Start Data extract

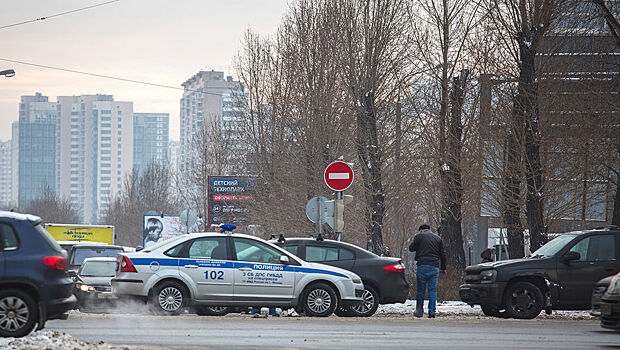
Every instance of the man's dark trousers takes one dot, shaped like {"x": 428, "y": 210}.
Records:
{"x": 426, "y": 275}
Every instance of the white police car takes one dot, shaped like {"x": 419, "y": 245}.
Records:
{"x": 207, "y": 269}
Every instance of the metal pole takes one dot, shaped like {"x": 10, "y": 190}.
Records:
{"x": 339, "y": 213}
{"x": 319, "y": 202}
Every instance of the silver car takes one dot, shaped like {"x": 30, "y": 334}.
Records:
{"x": 224, "y": 269}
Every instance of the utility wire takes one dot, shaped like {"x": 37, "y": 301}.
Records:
{"x": 109, "y": 77}
{"x": 58, "y": 14}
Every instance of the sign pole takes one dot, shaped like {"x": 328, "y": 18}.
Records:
{"x": 319, "y": 202}
{"x": 338, "y": 215}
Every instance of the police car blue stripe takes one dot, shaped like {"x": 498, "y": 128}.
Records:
{"x": 224, "y": 264}
{"x": 148, "y": 261}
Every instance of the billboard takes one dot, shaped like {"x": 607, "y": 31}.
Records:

End Data extract

- _Your instructions_
Recast every line of the records above as a JSON list of strings, one string per line, with blank lines left out. Leave the pictures out of your answer.

- _Answer for the task_
[
  "Every instance of the man's dark trousers takes one dot, shaped like {\"x\": 428, \"y\": 210}.",
  "Records:",
  "{\"x\": 426, \"y\": 275}",
  "Every instance of the white police car takes one dot, shaped like {\"x\": 419, \"y\": 245}.",
  "Records:",
  "{\"x\": 207, \"y\": 269}",
  "Every instance of the metal pole takes one dot, shaped like {\"x\": 10, \"y\": 190}.",
  "Records:",
  "{\"x\": 339, \"y\": 213}",
  "{\"x\": 319, \"y\": 202}",
  "Every instance of the silver car takes one dot, shaped like {\"x\": 30, \"y\": 334}.",
  "Records:",
  "{\"x\": 224, \"y\": 269}",
  "Every instance of the utility wire takes one dot, shaped like {\"x\": 37, \"y\": 301}.",
  "Records:",
  "{\"x\": 109, \"y\": 77}",
  "{\"x\": 58, \"y\": 14}",
  "Every instance of the sign pole takes one dot, shaped like {\"x\": 328, \"y\": 18}.",
  "Records:",
  "{\"x\": 319, \"y\": 202}",
  "{\"x\": 338, \"y\": 215}",
  "Every instance of the police car blue stripe takes one dot, shaped like {\"x\": 498, \"y\": 128}.",
  "Records:",
  "{\"x\": 224, \"y\": 264}",
  "{\"x\": 148, \"y\": 261}",
  "Every instance of the billboard takes one dot, shaped like {\"x\": 607, \"y\": 31}.",
  "Records:"
]